▶ **TO BE DONE**
Change "snowy" to "frozen" in the records, starting with the line with "field and draw a tight box." and going on through the line with "0,174,450,299", and give only those lines back with nothing else altered.

▶ **RECORDS SHOWN**
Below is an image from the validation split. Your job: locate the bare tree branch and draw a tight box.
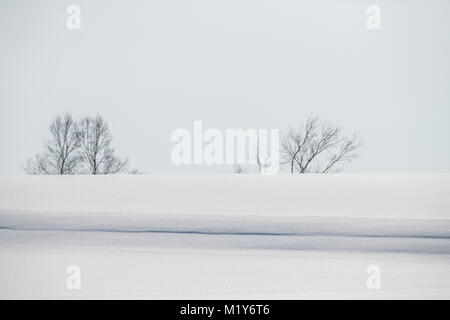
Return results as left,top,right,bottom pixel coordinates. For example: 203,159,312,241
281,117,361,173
==
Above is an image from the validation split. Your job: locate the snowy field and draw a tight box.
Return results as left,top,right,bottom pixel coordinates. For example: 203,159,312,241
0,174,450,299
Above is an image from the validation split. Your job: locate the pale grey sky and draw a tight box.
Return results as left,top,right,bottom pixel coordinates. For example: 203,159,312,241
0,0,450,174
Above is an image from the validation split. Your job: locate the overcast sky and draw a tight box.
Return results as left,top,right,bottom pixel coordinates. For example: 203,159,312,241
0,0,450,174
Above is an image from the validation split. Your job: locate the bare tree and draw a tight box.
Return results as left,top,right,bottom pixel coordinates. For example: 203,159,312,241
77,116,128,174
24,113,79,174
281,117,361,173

▶ **EXERCISE OUTPUT**
Above is an image from the validation split. Your job: locate the frozen field and draw a tight box.
Return results as left,top,right,bottom pixel coordinates. For example: 203,159,312,241
0,174,450,299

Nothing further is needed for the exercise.